# Exercise instructions
All entries given below are to be returned word for word.

# Exercise inputs
——————
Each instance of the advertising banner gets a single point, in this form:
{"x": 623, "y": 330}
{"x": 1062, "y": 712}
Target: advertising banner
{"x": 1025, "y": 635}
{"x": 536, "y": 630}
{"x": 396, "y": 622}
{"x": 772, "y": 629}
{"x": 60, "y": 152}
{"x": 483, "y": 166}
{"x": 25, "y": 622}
——————
# Result of the task
Each instance of the advertising banner gets a single point, in this form:
{"x": 623, "y": 330}
{"x": 1062, "y": 712}
Target: advertising banner
{"x": 1025, "y": 635}
{"x": 536, "y": 630}
{"x": 396, "y": 622}
{"x": 772, "y": 629}
{"x": 60, "y": 152}
{"x": 483, "y": 166}
{"x": 25, "y": 622}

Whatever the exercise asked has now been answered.